*** THE DATA ***

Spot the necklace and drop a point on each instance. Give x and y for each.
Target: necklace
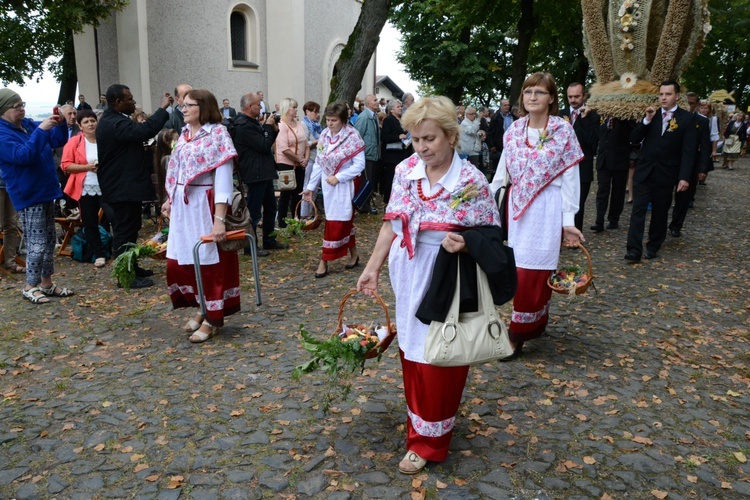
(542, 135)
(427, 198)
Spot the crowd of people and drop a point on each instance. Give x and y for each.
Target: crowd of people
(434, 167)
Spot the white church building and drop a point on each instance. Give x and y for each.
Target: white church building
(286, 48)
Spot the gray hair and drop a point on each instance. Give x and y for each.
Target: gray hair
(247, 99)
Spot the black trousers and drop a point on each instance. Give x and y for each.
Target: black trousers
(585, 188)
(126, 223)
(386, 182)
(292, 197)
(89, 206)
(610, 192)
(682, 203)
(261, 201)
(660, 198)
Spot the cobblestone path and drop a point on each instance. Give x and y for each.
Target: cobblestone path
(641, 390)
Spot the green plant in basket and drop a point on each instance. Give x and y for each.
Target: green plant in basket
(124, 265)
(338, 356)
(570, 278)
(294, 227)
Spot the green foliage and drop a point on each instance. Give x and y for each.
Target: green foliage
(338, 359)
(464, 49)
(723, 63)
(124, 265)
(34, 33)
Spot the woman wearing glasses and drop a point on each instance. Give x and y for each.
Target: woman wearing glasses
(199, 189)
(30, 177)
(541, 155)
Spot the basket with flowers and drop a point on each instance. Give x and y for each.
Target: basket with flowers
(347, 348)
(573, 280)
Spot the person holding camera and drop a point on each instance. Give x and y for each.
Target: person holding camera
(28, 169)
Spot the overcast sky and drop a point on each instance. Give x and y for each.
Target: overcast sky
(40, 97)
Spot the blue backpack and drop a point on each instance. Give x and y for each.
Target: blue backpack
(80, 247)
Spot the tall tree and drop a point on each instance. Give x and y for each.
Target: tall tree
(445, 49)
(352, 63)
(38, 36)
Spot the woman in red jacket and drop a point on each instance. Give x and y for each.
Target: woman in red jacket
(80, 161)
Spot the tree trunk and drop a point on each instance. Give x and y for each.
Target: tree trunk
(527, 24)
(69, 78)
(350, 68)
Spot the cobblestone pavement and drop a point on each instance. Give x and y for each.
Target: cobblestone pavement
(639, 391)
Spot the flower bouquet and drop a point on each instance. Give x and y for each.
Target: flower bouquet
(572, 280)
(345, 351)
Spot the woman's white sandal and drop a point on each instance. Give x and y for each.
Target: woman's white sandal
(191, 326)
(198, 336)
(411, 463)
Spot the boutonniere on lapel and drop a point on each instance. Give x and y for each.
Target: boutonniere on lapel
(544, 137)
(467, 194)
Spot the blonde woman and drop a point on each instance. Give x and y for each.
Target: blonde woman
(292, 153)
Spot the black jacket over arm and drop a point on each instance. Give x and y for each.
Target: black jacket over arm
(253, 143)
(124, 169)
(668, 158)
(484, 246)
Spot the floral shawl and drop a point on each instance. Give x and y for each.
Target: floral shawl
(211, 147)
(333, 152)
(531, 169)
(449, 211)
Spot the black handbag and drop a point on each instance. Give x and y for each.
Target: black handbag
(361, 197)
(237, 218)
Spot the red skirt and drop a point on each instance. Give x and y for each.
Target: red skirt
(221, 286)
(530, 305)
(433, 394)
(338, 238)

*** End of THE DATA ***
*** THE DATA ***

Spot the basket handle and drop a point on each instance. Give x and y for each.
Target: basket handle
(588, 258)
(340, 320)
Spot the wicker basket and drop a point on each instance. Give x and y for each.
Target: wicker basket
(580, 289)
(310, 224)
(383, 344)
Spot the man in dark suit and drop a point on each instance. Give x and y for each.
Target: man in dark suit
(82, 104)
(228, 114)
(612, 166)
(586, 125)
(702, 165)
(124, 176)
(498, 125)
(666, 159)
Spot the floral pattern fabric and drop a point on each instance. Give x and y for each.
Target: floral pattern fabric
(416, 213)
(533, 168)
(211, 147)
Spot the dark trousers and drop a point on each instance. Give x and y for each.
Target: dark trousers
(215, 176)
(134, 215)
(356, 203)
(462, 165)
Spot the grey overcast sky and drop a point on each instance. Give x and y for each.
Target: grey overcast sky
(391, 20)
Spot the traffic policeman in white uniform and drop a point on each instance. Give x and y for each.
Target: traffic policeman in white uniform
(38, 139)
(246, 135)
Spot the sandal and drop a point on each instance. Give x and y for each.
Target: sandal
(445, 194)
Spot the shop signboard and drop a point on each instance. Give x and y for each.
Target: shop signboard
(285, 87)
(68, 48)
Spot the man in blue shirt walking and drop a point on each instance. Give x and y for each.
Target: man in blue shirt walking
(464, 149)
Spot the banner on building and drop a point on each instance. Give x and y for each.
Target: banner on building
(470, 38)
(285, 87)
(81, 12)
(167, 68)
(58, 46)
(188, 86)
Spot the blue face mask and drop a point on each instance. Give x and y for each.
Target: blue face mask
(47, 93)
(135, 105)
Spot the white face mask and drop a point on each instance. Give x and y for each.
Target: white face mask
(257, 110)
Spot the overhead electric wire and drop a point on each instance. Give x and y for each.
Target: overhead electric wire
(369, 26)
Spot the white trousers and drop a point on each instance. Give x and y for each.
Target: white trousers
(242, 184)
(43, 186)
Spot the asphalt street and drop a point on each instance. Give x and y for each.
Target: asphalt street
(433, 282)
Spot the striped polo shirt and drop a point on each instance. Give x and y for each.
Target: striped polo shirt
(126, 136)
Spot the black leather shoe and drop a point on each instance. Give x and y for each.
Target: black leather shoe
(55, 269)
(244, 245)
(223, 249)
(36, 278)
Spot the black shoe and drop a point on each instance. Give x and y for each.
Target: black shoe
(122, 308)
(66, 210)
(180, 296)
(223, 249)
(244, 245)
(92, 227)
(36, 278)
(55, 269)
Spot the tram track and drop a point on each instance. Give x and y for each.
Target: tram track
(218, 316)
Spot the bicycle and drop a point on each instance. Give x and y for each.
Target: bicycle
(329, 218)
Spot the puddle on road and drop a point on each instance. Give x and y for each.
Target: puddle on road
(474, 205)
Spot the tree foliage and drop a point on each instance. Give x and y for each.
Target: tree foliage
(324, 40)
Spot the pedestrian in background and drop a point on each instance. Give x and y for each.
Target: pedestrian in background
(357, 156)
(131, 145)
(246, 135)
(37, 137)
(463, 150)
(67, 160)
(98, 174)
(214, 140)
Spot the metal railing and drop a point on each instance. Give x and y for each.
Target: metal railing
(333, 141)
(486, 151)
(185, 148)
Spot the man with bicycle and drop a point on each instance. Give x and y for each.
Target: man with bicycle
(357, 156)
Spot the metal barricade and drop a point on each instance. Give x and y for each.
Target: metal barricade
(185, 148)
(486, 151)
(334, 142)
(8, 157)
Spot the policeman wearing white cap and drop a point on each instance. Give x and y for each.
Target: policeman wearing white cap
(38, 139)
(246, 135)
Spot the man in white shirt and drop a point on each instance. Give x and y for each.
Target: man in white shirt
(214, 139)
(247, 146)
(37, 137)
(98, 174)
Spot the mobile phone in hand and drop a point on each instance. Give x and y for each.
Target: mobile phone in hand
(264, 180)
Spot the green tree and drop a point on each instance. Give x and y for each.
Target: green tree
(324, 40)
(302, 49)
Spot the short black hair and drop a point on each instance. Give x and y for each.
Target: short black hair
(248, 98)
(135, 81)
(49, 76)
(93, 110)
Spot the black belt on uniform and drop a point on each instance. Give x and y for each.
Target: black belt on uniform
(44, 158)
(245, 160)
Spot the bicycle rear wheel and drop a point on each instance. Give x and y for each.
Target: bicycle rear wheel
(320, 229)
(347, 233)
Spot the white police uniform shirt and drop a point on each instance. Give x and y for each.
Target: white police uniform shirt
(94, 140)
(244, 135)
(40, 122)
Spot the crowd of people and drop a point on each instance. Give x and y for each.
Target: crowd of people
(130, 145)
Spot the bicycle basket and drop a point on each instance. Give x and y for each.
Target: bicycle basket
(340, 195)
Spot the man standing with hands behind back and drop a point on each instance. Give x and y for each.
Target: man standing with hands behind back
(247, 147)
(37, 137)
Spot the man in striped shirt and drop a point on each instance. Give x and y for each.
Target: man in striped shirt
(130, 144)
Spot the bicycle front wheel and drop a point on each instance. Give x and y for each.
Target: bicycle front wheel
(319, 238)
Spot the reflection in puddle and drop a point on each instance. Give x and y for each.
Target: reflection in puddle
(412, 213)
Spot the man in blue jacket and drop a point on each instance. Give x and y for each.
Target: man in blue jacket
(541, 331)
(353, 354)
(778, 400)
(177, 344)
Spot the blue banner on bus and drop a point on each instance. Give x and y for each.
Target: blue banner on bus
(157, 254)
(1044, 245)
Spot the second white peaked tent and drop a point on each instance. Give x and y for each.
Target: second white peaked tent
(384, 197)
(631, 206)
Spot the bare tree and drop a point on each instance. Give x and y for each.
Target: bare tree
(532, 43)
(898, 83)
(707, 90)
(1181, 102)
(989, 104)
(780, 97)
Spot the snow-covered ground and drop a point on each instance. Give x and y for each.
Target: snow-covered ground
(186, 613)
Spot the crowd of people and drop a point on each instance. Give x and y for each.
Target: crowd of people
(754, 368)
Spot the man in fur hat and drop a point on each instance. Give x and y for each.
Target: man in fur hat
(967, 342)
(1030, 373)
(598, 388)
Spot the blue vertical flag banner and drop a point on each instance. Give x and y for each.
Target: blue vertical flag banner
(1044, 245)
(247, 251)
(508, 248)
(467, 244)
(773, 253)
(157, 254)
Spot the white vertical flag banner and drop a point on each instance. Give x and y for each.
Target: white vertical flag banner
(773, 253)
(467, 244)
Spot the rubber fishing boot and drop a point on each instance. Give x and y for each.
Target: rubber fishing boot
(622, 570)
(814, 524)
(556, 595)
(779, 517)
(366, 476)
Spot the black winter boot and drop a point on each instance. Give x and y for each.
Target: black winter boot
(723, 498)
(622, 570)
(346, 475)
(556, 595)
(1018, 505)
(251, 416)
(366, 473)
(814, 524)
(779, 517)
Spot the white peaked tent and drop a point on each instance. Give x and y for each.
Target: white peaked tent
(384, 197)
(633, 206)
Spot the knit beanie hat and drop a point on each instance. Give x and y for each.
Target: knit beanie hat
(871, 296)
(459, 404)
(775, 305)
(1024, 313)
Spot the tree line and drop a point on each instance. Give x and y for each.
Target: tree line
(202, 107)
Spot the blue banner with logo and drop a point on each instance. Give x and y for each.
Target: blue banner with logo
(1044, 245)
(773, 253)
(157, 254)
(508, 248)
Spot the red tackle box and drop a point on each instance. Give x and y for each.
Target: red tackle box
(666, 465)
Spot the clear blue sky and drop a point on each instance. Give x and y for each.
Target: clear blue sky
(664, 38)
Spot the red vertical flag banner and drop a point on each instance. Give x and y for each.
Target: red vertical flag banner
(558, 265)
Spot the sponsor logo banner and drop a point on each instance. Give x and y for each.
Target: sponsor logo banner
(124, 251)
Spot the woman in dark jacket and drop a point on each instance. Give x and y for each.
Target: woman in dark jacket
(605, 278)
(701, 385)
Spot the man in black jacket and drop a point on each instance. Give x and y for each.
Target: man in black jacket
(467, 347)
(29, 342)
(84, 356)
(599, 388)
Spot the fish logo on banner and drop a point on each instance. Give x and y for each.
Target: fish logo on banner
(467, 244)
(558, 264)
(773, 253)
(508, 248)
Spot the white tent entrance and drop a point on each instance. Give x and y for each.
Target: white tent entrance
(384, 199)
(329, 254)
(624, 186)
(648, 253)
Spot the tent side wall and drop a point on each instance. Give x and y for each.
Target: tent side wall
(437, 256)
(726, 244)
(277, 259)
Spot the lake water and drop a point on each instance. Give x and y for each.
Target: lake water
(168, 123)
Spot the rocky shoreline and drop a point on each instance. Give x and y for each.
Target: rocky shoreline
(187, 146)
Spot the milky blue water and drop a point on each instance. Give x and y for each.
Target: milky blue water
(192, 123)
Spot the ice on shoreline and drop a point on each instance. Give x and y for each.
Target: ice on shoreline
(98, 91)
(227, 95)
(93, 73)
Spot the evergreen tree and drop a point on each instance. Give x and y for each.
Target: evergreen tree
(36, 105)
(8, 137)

*** End of THE DATA ***

* **PROBLEM REQUIREMENTS**
What do the lines above say from the one containing "Spot the sandal" down to the one containing "Spot the striped"? Return them exactly, both end lines included, and only them.

* **RESULT**
Spot the sandal and drop a point on each instance. Give x and y for each.
Target: sandal
(445, 194)
Spot the shop signboard and drop a point on each instance. Give x and y for each.
Target: shop signboard
(285, 87)
(68, 48)
Spot the man in blue shirt walking and drop a point on each instance. Give x and y for each.
Target: man in blue shirt walking
(464, 149)
Spot the banner on building and drop a point on each instance. Give x and y for each.
Target: banner on building
(470, 38)
(285, 87)
(81, 12)
(167, 68)
(58, 46)
(188, 86)
Spot the blue face mask and drop a point on each instance. Give x and y for each.
Target: blue face mask
(47, 93)
(135, 105)
Spot the white face mask and drop a point on each instance. Give x and y for each.
Target: white face mask
(257, 110)
Spot the overhead electric wire and drop a point on each instance. Give x and y for each.
Target: overhead electric wire
(369, 26)
Spot the white trousers and drop a point on each instance. Give x and y for each.
Target: white trousers
(242, 184)
(43, 186)
Spot the asphalt street and drop a point on each instance. Give x and y for each.
Target: asphalt street
(433, 282)
Spot the striped polo shirt and drop a point on each instance. Give x and y for each.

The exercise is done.